## BEGIN

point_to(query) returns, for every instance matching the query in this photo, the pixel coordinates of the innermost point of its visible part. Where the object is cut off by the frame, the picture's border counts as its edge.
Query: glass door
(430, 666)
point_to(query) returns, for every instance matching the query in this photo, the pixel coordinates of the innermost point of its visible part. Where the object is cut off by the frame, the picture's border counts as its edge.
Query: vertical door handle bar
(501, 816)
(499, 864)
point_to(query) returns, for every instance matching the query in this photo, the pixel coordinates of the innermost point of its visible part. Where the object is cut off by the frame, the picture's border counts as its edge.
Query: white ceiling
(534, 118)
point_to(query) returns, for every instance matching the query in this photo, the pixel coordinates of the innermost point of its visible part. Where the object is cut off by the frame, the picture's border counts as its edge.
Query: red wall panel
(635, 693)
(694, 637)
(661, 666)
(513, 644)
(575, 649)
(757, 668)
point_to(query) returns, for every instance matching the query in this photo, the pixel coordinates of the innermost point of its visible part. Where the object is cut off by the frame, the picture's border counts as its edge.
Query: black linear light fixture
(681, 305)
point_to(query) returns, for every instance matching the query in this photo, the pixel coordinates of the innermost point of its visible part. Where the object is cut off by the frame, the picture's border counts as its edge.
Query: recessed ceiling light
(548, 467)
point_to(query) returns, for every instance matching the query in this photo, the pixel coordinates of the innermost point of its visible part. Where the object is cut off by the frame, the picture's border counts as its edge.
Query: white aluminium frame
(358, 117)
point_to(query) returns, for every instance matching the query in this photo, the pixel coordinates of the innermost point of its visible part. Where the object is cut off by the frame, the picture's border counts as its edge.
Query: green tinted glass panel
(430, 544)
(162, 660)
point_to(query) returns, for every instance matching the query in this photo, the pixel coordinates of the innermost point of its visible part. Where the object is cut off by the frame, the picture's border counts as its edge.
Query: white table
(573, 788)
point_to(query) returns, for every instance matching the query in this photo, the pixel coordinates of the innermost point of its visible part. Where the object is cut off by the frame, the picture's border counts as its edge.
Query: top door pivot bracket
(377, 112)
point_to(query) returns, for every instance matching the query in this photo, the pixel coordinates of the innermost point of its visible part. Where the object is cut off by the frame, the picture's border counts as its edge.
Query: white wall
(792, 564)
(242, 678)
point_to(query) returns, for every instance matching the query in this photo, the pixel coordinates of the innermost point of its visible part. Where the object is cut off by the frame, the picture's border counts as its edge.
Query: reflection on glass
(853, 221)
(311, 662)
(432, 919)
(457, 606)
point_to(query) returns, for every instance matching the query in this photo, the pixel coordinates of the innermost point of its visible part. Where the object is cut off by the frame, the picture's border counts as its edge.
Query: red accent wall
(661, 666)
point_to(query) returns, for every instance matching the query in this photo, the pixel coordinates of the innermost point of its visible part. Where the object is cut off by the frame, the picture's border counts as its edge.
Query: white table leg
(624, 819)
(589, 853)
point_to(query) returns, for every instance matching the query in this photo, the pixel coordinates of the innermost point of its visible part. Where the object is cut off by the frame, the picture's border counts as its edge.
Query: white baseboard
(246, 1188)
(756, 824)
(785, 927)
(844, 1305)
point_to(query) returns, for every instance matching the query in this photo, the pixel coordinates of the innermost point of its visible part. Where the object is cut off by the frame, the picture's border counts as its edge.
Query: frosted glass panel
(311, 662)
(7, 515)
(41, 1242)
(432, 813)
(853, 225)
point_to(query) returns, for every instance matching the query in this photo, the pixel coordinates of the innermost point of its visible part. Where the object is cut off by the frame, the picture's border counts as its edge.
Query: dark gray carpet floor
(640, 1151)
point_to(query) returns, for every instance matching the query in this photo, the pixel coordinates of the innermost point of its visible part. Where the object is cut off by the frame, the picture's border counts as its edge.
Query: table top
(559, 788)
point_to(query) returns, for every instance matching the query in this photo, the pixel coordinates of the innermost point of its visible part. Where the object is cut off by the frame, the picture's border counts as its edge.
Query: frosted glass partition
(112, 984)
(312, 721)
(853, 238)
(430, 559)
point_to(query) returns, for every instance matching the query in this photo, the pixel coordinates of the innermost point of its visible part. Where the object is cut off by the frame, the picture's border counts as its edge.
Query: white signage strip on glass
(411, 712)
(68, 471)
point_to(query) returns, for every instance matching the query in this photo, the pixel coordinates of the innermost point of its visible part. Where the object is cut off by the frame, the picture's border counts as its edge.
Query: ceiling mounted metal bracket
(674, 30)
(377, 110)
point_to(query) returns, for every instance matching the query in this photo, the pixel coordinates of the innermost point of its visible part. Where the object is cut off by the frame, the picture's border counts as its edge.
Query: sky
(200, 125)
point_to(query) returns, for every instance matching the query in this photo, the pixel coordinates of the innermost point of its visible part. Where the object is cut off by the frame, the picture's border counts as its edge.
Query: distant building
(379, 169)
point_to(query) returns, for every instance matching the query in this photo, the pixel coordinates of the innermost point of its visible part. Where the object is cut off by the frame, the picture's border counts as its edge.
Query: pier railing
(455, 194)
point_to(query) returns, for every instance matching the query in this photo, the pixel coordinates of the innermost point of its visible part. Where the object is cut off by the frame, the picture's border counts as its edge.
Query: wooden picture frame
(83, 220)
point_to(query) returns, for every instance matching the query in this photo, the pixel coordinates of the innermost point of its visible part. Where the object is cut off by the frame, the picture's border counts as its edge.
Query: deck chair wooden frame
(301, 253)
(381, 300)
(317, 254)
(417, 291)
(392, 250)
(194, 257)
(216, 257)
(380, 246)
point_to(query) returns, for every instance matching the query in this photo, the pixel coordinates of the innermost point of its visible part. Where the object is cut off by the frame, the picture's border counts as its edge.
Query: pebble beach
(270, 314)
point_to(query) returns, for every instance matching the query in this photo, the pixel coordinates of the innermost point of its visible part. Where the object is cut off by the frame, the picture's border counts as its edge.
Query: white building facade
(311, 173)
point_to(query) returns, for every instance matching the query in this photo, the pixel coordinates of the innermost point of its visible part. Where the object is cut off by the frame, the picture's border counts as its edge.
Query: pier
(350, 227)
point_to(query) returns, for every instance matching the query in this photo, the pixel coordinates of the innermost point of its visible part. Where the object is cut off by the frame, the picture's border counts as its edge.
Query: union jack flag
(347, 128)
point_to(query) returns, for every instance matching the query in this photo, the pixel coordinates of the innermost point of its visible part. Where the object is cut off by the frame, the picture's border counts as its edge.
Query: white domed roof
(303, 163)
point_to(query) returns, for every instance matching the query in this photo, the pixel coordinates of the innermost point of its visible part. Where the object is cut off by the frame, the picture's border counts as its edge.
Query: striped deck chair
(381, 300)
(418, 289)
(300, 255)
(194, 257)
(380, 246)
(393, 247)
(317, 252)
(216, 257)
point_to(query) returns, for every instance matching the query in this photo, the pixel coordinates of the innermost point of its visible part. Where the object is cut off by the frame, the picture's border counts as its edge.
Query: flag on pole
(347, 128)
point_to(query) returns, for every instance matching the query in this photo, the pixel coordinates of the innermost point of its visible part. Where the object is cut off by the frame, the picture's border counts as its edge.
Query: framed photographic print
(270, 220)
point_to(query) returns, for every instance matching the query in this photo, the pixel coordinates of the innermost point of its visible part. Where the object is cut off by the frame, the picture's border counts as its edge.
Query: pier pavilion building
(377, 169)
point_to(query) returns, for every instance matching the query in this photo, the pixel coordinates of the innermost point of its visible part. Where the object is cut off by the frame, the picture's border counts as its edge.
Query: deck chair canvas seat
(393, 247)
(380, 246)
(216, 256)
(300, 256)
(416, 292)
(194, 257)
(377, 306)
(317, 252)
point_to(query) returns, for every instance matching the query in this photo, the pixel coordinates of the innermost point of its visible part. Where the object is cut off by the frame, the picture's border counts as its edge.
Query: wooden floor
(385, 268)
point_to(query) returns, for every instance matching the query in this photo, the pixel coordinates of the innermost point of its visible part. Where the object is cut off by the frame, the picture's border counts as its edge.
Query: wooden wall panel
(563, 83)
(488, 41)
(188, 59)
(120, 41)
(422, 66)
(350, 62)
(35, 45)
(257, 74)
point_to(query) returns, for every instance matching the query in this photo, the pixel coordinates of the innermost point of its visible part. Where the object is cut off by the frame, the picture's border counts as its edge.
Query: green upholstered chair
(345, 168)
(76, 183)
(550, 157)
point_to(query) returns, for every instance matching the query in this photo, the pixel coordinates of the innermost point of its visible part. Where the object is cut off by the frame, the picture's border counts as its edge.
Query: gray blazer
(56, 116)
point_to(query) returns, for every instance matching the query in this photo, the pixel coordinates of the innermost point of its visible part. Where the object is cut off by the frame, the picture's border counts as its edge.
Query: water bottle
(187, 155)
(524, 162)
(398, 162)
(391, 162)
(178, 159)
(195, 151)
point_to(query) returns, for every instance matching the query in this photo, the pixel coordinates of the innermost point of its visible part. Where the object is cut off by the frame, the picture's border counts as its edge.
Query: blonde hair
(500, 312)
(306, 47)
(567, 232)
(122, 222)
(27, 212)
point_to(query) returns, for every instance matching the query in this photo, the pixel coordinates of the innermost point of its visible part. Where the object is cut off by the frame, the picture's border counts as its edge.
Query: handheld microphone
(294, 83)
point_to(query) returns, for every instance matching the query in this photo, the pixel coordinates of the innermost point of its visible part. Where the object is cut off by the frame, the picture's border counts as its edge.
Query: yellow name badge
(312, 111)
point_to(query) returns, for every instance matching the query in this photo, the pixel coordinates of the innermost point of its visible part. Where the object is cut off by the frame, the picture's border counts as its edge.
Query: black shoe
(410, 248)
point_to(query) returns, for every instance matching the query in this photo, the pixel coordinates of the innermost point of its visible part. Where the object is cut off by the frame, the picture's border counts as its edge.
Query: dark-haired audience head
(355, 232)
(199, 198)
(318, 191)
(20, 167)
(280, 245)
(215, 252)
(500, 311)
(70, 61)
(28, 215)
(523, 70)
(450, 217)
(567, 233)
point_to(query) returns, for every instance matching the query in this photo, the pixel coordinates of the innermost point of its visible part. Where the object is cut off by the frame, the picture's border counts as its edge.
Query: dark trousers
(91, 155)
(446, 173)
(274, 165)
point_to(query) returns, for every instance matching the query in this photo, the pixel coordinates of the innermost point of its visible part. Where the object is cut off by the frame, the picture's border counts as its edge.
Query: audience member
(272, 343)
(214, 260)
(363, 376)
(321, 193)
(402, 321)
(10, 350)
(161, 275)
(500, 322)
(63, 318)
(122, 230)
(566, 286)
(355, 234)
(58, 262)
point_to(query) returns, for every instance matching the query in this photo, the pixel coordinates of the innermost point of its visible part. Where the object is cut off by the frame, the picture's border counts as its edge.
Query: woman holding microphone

## END

### SHORT EXERCISE
Count the lines above that contain the string "deck", treating uppercase and lowercase letters as different. Give only the number.

### EXPECTED OUTPUT
3